▶ **Aufgabe a**:
Welches Aktenzeichen nennt der nachstehende Text?

▶ **Ausgangstext**:
------
Verwaltungsrecht

Britische Staatsangehörige, Verwaltungsgerichte, Vaterschaftsanerkennung, Bewilligung von Prozesskostenhilfe, Staatsangehörigkeitsfragen, Deutsches Staatsangehörigkeitsrecht, Zulassungsverfahren, Europäische Atomgemeinschaft, Aufenthaltsbeendigung, Übergangsregelung, Begründungsfrist, Rechtsmittelverfahren, Erstinstanzlicher Vortrag, Übergangszeitraum, Gleichstellungsauftrag, Streitwert, Berufungsverfahren, Hauptsacheverfahren, Beiordnung, Zustellung des Beschlusses

Aktenzeichen  10 ZB 20.2829

Datum:
1.3.2021
Rechtsgebiet:
Fundstelle:
BeckRS – 2021, 6079
Gerichtsart:
VGH
Gerichtsort:
München
Rechtsweg:
Verwaltungsgerichtsbarkeit
Normen:
VwGO § 124 Abs. 2 Nr. 1
AufenthG §§ 53 ff.
Art. 20 des Abkommens über den Austritt des Vereinigten Königreichs Großbritannien und Nordirland aus der Europäischen Union und der Europäischen Atomgemeinschaft (2019/C 384 I/01)
------
▶ **Aufgabe b**:
Sammeln Sie aus den Einträgen jede Zeile, in der das Wort "green" vorkommt.

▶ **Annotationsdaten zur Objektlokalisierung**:
------
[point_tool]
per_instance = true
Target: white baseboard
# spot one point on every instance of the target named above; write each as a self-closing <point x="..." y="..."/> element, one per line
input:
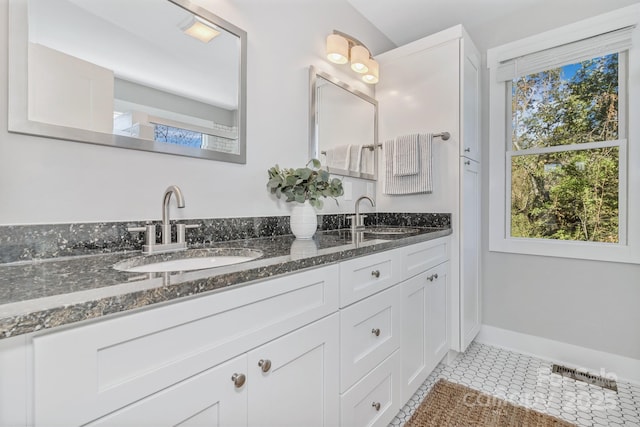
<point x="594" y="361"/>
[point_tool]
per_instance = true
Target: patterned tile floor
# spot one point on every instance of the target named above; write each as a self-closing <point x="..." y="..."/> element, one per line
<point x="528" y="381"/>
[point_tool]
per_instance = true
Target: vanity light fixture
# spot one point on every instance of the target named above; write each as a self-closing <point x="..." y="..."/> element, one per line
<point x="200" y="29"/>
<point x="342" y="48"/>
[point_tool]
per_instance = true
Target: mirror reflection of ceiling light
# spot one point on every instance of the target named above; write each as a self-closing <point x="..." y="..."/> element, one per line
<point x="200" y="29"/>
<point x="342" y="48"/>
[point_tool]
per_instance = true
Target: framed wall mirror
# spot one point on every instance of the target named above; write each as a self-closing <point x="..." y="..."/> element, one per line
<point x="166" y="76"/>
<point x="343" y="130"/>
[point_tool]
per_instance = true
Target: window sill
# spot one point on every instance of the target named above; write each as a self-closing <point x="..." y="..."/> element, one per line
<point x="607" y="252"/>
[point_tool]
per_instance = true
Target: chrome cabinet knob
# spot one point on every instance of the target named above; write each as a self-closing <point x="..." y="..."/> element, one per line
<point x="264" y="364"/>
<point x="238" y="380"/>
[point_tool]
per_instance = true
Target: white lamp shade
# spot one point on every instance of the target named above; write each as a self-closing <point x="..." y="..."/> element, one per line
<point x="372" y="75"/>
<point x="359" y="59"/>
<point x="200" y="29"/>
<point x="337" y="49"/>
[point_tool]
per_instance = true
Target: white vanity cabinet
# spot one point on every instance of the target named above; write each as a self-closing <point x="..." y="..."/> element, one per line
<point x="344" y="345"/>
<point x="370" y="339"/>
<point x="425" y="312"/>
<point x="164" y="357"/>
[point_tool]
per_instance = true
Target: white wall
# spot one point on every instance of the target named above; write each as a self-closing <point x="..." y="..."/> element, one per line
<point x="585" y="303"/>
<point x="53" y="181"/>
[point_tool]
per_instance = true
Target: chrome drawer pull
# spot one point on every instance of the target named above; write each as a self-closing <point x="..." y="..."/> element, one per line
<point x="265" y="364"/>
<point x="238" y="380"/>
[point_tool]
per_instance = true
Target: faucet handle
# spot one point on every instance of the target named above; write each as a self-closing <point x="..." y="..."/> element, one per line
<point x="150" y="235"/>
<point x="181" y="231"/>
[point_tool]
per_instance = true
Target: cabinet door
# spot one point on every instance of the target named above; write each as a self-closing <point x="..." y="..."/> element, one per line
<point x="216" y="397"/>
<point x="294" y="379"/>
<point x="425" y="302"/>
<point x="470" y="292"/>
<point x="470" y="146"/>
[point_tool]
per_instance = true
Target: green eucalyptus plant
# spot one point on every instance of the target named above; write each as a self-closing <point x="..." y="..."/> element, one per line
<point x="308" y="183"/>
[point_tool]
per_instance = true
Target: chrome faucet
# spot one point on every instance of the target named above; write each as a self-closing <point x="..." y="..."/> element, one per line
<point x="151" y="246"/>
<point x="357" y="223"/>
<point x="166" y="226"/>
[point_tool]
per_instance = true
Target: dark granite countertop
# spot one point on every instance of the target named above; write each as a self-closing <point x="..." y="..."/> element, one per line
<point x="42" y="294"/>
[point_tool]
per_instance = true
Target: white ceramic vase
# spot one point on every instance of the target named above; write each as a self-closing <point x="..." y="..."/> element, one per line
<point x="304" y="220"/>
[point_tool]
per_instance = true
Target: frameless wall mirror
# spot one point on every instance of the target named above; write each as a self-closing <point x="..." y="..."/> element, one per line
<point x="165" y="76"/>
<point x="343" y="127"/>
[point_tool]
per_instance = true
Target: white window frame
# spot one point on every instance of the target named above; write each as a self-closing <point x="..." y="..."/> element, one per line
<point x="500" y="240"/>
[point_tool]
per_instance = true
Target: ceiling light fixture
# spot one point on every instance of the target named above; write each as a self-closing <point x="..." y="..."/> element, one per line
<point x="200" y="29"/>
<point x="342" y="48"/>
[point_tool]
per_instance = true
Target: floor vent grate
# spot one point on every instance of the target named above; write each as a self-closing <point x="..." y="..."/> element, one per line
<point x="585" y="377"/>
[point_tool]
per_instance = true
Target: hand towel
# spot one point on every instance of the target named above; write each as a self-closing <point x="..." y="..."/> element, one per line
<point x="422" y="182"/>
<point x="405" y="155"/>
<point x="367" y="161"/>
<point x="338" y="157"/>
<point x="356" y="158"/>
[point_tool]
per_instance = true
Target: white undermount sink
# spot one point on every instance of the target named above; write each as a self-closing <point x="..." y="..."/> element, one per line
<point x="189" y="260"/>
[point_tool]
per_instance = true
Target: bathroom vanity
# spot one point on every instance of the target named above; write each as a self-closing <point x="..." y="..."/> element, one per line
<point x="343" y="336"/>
------
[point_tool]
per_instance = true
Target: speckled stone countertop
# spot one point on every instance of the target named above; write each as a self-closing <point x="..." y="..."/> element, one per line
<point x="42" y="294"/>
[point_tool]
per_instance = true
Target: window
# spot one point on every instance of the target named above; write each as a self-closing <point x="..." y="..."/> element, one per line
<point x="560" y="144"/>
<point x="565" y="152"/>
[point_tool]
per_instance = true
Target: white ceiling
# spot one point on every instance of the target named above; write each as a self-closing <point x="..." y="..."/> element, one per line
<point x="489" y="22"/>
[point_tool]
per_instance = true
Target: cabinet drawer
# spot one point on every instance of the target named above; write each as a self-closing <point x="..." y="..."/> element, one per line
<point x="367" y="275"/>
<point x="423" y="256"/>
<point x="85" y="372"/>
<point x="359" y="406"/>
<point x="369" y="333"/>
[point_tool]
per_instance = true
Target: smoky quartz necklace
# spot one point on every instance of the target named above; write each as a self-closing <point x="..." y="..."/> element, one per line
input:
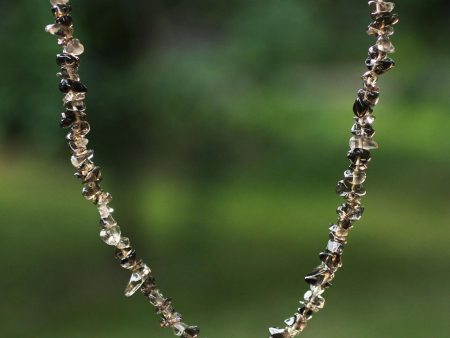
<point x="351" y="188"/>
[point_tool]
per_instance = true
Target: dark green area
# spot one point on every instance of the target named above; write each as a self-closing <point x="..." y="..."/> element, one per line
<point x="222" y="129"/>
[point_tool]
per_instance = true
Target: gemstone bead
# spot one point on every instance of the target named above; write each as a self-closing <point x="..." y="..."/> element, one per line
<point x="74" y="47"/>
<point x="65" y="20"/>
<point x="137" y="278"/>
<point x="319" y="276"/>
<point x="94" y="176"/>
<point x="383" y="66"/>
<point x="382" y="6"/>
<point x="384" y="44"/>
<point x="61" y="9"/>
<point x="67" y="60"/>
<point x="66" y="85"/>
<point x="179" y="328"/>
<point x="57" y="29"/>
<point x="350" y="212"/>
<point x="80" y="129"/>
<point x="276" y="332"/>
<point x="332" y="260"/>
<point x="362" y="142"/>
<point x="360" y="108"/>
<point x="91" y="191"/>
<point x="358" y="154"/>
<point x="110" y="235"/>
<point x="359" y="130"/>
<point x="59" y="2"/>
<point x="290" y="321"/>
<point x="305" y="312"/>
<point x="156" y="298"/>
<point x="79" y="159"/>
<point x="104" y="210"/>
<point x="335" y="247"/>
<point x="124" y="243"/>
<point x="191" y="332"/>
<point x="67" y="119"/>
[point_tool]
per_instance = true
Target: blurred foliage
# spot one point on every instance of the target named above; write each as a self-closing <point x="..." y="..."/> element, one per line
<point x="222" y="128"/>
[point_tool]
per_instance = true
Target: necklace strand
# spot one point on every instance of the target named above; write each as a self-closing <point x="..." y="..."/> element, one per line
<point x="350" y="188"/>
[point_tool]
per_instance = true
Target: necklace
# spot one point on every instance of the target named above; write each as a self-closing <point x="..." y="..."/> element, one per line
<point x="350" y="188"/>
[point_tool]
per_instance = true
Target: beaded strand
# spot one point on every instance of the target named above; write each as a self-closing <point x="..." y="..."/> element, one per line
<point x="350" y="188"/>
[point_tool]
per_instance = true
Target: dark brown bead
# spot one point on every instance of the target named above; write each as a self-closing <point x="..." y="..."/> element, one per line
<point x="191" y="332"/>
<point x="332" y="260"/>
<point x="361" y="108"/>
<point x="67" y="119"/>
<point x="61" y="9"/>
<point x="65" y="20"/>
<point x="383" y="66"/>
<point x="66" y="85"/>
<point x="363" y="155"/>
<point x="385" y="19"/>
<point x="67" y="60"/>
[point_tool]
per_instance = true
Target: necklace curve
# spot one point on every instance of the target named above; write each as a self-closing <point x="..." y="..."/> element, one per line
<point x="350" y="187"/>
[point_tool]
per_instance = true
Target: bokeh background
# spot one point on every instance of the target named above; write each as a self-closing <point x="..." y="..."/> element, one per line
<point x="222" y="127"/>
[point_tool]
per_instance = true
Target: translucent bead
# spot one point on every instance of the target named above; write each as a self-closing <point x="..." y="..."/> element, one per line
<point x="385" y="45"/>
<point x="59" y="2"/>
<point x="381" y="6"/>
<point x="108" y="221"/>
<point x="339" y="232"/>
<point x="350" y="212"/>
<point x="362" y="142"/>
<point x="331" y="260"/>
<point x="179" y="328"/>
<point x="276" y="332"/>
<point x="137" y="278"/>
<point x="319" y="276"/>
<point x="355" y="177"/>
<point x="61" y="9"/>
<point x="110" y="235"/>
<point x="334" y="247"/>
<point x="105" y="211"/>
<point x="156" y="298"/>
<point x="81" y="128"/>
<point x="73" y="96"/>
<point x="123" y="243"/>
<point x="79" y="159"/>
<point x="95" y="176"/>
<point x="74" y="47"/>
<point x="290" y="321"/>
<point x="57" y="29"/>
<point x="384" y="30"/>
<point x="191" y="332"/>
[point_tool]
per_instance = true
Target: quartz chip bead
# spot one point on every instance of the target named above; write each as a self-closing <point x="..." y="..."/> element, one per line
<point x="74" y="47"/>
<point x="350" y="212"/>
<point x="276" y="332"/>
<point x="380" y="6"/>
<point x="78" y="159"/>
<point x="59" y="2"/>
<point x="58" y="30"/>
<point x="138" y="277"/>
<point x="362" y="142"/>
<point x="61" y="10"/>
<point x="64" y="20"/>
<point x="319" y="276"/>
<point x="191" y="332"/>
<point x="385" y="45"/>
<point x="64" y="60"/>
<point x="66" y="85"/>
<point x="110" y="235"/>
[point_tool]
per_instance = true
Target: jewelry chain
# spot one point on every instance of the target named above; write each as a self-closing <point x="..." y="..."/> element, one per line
------
▶ **Ergebnis a**:
10 ZB 20.2829

▶ **Ergebnis b**:
Target: green eucalyptus plant
Target: dark green area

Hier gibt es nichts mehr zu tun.